START Given text
Westhall is a privately owned 19th-century castellated house at Belford in Northumberland, England now in use as a farm. It is on a site with older historical associations.

==History==
Westhall Farm, a little to the north-west of the town and approached by a lane from the Wooler road, is the site of a fortified house that was surrounded by a moat, mentioned in a 15th-century document as the Castrum de Belford. The present house was built in 1837 in a castellated Gothic style.
END Given text
START Information shown
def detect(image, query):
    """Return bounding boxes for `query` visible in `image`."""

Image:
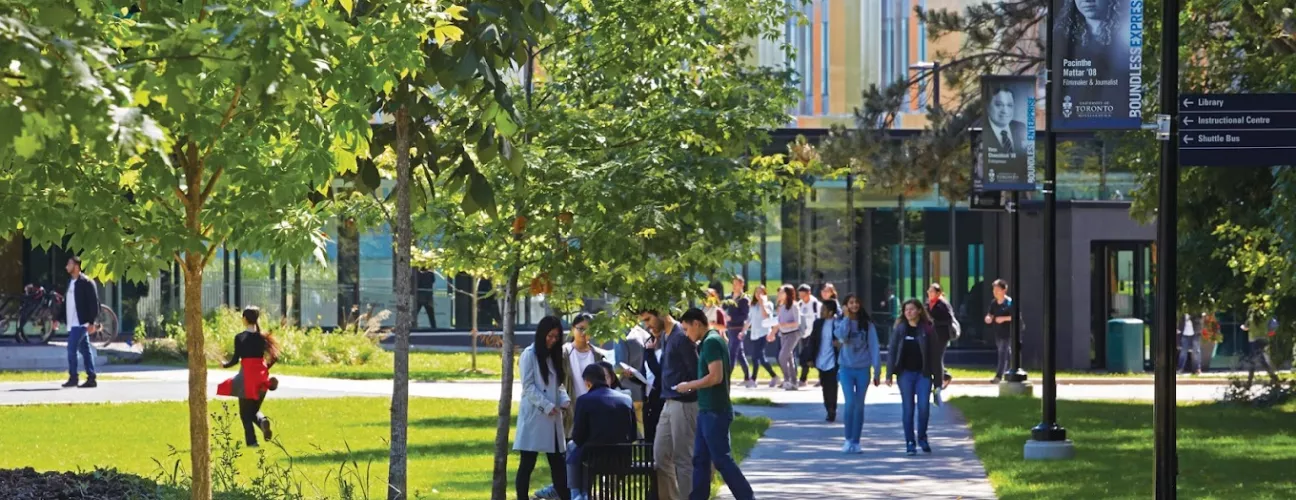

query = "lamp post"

[908,61,962,304]
[1015,4,1076,460]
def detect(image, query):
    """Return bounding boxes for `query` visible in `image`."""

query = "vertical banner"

[972,75,1036,192]
[1048,0,1143,132]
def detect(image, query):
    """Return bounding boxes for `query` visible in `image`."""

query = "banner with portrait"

[1048,0,1143,132]
[972,75,1036,192]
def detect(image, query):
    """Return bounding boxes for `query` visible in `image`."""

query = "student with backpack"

[832,294,883,453]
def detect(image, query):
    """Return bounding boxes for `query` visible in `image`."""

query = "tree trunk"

[470,276,482,373]
[896,194,914,302]
[490,269,521,500]
[184,256,211,500]
[388,108,413,500]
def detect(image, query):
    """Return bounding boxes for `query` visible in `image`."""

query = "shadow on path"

[718,398,995,500]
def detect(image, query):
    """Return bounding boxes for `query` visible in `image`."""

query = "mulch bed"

[0,468,161,500]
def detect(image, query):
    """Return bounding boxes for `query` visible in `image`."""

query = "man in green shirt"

[674,307,753,500]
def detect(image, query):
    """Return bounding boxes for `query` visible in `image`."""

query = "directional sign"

[1178,93,1296,167]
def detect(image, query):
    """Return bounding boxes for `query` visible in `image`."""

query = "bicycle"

[0,285,119,347]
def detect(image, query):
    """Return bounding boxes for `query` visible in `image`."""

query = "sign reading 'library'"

[1178,93,1296,167]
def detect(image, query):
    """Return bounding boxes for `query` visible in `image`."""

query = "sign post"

[1175,93,1296,167]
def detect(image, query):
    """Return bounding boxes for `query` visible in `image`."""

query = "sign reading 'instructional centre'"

[1050,0,1143,131]
[1178,93,1296,167]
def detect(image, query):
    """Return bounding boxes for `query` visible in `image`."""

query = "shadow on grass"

[953,398,1296,500]
[297,439,495,464]
[364,415,517,430]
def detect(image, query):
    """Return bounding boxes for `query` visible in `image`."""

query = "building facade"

[0,0,1213,369]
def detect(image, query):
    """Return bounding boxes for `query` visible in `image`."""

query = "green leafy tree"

[0,0,368,499]
[337,0,553,499]
[378,0,801,499]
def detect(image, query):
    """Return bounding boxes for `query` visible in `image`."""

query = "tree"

[0,0,368,499]
[337,0,553,499]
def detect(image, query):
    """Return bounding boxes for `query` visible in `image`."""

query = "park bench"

[581,442,657,500]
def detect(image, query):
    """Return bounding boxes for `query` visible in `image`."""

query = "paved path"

[718,393,995,500]
[0,365,1223,413]
[0,365,1249,500]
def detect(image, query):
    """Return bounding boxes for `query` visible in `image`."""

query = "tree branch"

[198,85,242,205]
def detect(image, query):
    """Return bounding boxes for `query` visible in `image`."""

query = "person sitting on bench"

[568,364,639,500]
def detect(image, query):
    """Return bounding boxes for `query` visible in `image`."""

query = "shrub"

[143,308,382,367]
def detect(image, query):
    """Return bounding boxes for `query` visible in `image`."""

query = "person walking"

[796,284,823,387]
[746,285,780,389]
[886,299,937,456]
[985,280,1015,383]
[674,308,753,500]
[1179,312,1207,374]
[802,301,839,422]
[216,306,280,448]
[927,282,962,405]
[724,275,756,387]
[767,285,802,391]
[640,311,694,500]
[832,294,883,453]
[513,316,572,500]
[64,255,98,389]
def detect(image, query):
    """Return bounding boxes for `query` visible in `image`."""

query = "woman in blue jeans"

[886,299,938,456]
[832,294,883,453]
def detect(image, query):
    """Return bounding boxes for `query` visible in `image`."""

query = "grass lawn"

[144,351,500,382]
[951,398,1296,500]
[0,398,770,500]
[273,351,505,382]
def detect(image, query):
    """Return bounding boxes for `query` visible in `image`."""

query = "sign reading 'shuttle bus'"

[1048,0,1143,131]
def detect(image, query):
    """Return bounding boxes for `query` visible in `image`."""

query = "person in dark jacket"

[566,364,639,500]
[801,301,839,422]
[927,282,962,405]
[886,299,940,456]
[64,255,98,389]
[723,275,756,387]
[985,280,1016,383]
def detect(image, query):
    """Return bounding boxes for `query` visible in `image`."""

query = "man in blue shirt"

[639,310,697,500]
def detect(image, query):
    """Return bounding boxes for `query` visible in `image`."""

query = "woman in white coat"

[513,316,572,500]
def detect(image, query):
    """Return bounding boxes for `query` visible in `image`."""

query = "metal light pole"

[1152,0,1179,500]
[908,61,959,304]
[1003,190,1026,383]
[1025,0,1076,460]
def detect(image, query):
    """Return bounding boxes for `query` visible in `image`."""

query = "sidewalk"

[718,396,995,500]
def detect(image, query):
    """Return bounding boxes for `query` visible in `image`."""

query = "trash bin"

[1107,319,1143,373]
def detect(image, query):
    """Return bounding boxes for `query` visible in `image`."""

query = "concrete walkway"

[718,386,995,500]
[0,365,1223,409]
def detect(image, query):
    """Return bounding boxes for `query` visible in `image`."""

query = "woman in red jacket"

[216,306,279,448]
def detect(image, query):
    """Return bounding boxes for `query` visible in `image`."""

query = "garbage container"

[1107,319,1143,373]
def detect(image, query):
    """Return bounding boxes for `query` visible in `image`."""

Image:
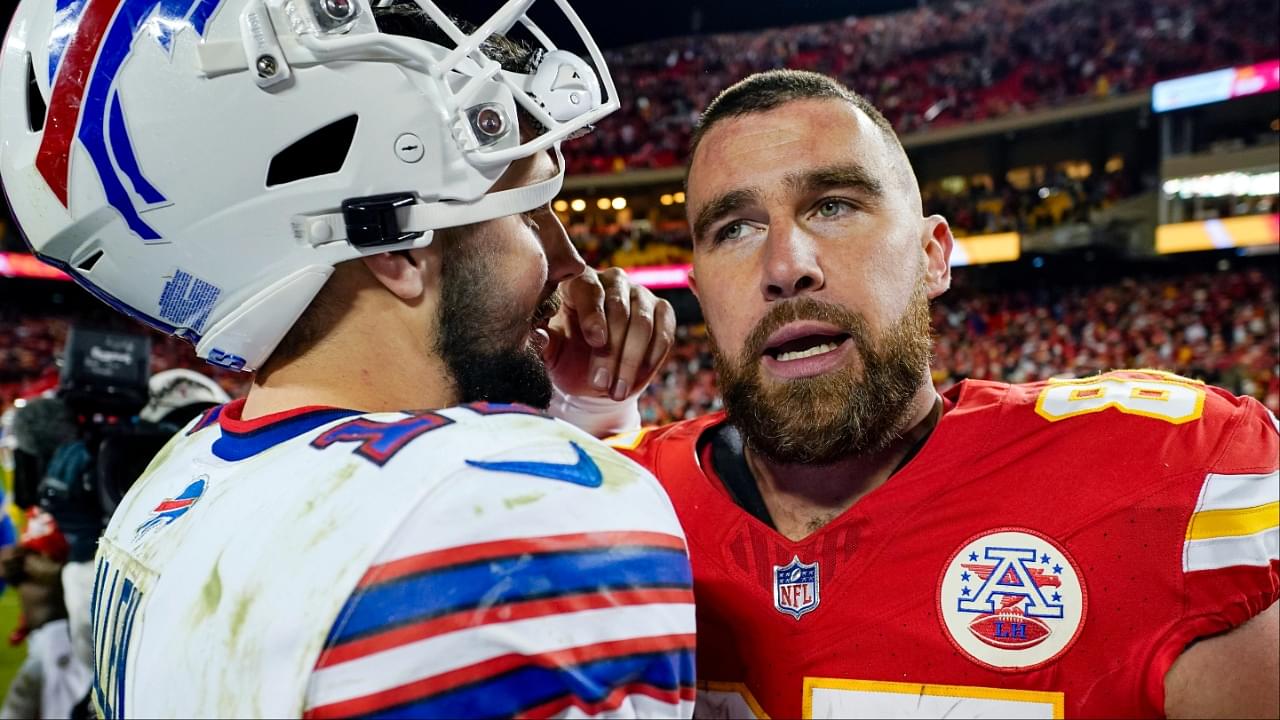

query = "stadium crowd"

[0,269,1280,424]
[568,0,1277,173]
[641,270,1280,425]
[0,307,250,413]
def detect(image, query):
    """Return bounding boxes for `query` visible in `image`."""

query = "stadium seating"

[567,0,1277,173]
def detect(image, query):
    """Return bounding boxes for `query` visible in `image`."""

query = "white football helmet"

[0,0,618,370]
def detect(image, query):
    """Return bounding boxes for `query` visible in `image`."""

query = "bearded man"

[613,70,1280,717]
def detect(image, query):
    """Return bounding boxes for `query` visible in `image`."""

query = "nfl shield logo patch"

[773,555,818,620]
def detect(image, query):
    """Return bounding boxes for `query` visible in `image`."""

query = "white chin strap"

[293,143,564,248]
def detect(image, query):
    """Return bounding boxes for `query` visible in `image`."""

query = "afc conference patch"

[773,555,819,620]
[938,528,1088,671]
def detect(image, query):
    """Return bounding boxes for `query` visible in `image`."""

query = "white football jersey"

[93,401,694,717]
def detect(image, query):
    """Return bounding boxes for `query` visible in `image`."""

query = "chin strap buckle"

[342,192,425,247]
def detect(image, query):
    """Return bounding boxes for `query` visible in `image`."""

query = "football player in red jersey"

[604,70,1280,717]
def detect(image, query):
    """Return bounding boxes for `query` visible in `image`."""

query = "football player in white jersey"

[0,0,694,717]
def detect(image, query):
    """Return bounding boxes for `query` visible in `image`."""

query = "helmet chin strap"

[293,143,564,252]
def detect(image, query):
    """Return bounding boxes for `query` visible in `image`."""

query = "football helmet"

[0,0,618,370]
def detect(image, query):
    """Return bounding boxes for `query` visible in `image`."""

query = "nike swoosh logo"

[467,441,604,488]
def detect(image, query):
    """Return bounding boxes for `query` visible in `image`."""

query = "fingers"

[561,269,609,350]
[641,299,676,374]
[590,268,635,397]
[609,287,657,400]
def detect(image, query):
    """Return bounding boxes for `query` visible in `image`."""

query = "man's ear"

[361,247,440,301]
[922,215,956,300]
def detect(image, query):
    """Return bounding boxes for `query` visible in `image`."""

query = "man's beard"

[712,286,932,465]
[435,232,561,409]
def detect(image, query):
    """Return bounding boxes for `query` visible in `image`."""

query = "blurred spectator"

[0,307,250,409]
[640,270,1280,425]
[0,509,93,720]
[0,269,1280,424]
[567,0,1277,173]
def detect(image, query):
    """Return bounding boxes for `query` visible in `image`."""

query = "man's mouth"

[764,322,850,363]
[762,320,852,377]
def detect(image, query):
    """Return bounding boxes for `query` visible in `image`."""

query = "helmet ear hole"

[27,53,49,132]
[266,115,360,187]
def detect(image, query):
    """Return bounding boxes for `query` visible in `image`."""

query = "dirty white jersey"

[92,401,694,717]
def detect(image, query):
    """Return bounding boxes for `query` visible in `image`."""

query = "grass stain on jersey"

[502,492,545,510]
[197,556,223,620]
[228,594,253,647]
[300,462,360,516]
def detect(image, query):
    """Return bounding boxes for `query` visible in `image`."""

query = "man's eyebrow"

[694,187,760,242]
[787,163,884,199]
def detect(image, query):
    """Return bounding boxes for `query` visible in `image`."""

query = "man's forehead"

[689,99,884,201]
[489,150,559,192]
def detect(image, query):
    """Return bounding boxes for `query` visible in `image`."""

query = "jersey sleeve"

[306,436,695,717]
[1148,397,1280,707]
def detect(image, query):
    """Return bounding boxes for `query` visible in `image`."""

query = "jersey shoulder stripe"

[328,533,692,640]
[1183,471,1280,573]
[306,633,694,719]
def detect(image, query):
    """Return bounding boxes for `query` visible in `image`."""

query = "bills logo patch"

[773,556,819,620]
[938,528,1087,671]
[136,475,209,539]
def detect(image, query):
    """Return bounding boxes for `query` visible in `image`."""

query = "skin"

[244,152,675,419]
[689,100,1280,717]
[689,100,954,539]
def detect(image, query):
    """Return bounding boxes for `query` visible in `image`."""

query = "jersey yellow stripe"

[1187,502,1280,539]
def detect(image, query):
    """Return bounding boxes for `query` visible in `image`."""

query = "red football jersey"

[613,372,1280,717]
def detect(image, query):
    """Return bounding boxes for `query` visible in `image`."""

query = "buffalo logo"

[938,528,1085,670]
[137,475,209,539]
[36,0,223,242]
[773,556,819,620]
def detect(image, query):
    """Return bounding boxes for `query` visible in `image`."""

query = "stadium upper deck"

[568,0,1280,173]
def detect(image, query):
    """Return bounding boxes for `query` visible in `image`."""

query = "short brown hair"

[689,70,902,159]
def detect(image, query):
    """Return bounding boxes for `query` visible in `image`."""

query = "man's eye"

[716,223,746,240]
[818,200,851,218]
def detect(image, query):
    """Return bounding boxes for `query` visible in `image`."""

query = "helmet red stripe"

[36,0,122,206]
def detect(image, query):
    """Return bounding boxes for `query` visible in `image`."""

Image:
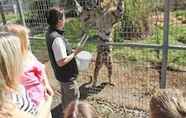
END Information shown
▶ **Using the information**
a: From the passage on Westhall, reproduce word for word the part that opens with the words containing "Westhall is a" and closes with "castellated Gothic style.".
b: Answer these questions using the passage on Westhall:
(i) What is Westhall now used as?
(ii) What surrounded the fortified house on the site?
(iii) In what year was the present house built?
c: Continue the passage on Westhall from its last sentence.

▶ **Answers by item**
a:
Westhall is a privately owned 19th-century castellated house at Belford in Northumberland, England now in use as a farm. It is on a site with older historical associations.

==History==
Westhall Farm, a little to the north-west of the town and approached by a lane from the Wooler road, is the site of a fortified house that was surrounded by a moat, mentioned in a 15th-century document as the Castrum de Belford. The present house was built in 1837 in a castellated Gothic style.

b:
(i) A farm.
(ii) A moat.
(iii) 1837.

c:
==Motte and bailey castle==
It has been suggested that Westhall is the site of a much earlier Motte and bailey castle, however, Davis, in particular, has strong reservations against it:

Earthworks survive, modern farm on site of a possible C11 Motte and Bailey. Later received C15 tower (qv). Recorded as moat to C15 Tower in SMR and PastScape. The 1415 list mentions a castle here held by the D'Arcy family, it later passed to the Conyers, and then to the Forsters and Dixons, before being sold to William Clarke in the 18th Century. Although the presence of the later tower suggests this may have been a high status location the very nearby presence of a strong natural position and already existing Prehistoric camp at Chapel Crag (qv), which has a medieval chapel on it, would suggest this may not be the manorial centre. Philip Davis offers I can see no reason to build a motte when there is a more dramatic, better defended but still easily accessible site so close by. If there was a C11 or C12 castle at Belford I would suggest that the remains of the Chapel at NU10463449 suggest where it was located.